Task brief: Find the line with "is: leaf stem" and the line with "is: compound leaf" in the entries below; output exactly those two lines, every line between them, and no others.

Extracted material:
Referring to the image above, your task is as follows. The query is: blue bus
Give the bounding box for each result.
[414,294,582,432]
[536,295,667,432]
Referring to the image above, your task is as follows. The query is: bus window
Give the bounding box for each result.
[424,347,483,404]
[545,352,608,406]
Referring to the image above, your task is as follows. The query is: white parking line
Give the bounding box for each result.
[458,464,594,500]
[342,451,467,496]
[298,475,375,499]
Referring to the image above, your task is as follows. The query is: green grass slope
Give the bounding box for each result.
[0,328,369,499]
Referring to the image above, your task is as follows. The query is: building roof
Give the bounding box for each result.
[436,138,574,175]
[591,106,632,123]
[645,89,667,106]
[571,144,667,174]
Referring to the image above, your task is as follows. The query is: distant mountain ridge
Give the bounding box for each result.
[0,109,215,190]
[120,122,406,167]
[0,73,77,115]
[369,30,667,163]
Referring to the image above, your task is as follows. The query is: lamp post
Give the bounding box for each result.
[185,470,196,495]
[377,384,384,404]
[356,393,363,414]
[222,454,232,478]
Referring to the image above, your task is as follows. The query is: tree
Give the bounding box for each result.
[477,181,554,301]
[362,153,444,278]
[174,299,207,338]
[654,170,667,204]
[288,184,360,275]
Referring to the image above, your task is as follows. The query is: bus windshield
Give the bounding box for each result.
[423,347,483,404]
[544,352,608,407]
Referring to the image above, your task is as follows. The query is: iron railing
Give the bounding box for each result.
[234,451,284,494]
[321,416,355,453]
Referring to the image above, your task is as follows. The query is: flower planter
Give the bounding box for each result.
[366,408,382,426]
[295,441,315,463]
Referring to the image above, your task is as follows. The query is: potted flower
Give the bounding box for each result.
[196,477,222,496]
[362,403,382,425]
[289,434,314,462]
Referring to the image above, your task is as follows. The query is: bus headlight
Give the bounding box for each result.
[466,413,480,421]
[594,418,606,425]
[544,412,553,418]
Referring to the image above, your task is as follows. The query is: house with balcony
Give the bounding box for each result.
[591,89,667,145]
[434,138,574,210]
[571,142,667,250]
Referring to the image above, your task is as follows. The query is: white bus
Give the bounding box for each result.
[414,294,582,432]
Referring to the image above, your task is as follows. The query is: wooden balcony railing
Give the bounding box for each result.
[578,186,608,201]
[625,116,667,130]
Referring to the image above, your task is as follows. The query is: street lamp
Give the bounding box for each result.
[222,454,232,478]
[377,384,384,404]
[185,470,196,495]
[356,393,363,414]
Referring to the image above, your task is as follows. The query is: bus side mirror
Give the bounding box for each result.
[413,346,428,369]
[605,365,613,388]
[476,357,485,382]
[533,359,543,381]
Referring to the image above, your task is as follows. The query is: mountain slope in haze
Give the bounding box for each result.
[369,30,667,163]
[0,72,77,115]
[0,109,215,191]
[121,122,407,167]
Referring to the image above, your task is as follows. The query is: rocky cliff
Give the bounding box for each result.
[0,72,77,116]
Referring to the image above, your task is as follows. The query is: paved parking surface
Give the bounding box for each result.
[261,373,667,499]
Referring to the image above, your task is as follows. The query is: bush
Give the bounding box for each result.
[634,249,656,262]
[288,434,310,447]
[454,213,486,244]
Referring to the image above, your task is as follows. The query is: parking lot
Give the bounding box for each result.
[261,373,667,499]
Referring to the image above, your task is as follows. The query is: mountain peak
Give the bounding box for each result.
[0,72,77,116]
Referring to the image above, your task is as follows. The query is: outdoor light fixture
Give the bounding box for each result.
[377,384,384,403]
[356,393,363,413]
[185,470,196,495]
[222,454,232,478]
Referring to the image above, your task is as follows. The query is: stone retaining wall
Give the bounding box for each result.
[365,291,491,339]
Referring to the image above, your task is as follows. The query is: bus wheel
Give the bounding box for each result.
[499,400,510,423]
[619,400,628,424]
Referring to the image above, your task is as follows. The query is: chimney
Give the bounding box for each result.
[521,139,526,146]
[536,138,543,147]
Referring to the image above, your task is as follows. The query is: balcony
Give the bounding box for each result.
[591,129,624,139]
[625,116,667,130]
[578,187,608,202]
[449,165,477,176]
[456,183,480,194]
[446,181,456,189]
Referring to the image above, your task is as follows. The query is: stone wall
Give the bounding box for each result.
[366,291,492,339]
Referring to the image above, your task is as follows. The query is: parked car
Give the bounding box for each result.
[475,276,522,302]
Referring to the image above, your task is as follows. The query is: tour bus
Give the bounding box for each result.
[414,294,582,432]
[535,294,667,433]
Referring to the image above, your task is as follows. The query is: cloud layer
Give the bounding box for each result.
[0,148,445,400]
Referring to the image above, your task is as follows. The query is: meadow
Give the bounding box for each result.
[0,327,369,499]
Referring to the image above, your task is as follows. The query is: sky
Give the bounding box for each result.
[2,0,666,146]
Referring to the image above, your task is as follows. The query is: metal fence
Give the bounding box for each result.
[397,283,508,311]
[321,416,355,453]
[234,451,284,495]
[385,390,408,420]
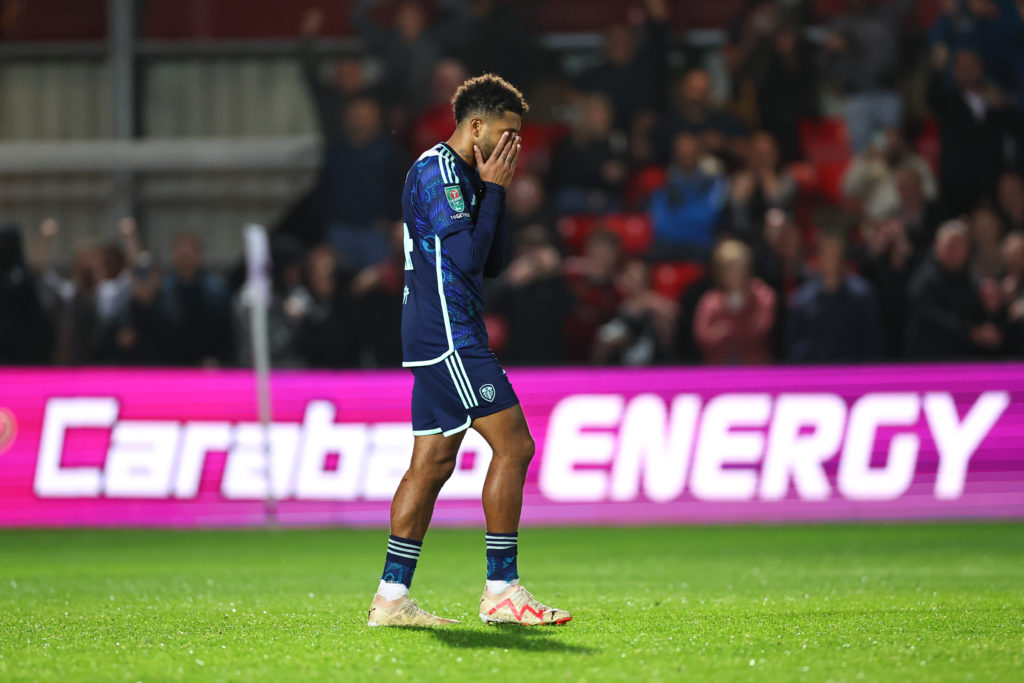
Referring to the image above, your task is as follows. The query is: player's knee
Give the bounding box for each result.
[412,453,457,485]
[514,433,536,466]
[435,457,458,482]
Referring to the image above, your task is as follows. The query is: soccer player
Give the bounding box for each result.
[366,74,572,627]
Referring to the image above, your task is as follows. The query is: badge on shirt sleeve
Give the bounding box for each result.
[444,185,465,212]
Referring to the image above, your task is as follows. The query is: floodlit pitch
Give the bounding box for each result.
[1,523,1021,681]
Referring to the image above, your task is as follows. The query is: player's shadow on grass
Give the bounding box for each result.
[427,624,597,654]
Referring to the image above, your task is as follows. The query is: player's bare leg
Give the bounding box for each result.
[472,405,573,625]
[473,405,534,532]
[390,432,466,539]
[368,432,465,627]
==
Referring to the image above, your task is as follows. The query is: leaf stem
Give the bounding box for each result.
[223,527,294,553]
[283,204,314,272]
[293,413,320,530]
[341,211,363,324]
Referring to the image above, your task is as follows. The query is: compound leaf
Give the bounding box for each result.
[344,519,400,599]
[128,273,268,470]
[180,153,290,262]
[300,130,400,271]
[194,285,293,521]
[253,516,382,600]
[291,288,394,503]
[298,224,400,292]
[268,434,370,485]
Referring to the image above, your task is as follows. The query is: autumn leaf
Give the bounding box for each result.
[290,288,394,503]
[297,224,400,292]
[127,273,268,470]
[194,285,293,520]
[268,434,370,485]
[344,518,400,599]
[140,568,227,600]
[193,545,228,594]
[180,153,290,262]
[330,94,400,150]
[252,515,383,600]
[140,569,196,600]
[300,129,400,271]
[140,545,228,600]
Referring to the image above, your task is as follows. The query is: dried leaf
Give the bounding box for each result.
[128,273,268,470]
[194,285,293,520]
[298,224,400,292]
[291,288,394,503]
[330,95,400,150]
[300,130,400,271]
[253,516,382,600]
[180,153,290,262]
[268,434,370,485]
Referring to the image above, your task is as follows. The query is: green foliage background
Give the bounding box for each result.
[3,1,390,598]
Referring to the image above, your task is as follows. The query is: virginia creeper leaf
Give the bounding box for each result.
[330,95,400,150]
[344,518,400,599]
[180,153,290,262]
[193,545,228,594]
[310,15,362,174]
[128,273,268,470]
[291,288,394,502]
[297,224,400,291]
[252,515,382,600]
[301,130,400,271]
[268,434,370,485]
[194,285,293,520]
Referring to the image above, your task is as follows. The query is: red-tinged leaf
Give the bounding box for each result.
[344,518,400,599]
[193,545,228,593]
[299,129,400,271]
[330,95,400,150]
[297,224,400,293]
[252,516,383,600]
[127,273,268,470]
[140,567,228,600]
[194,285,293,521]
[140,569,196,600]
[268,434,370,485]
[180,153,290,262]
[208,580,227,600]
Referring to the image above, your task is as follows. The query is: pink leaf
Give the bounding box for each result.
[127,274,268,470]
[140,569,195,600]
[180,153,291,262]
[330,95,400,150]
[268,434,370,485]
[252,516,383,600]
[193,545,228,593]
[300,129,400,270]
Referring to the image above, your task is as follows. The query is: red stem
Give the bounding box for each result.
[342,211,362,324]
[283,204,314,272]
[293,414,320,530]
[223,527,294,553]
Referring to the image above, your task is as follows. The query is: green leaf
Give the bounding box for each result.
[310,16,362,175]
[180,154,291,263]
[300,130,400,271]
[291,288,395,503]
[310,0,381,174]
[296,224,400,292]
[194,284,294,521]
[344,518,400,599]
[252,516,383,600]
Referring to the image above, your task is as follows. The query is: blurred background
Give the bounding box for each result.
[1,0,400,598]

Expected answer:
Referring to the image above, your task is as follows. The query is: leaf stem
Give the bounding box for each result.
[223,527,294,553]
[283,204,314,272]
[293,413,320,530]
[341,211,363,324]
Referring to the image above, your task is as follows. The query is: compound leaf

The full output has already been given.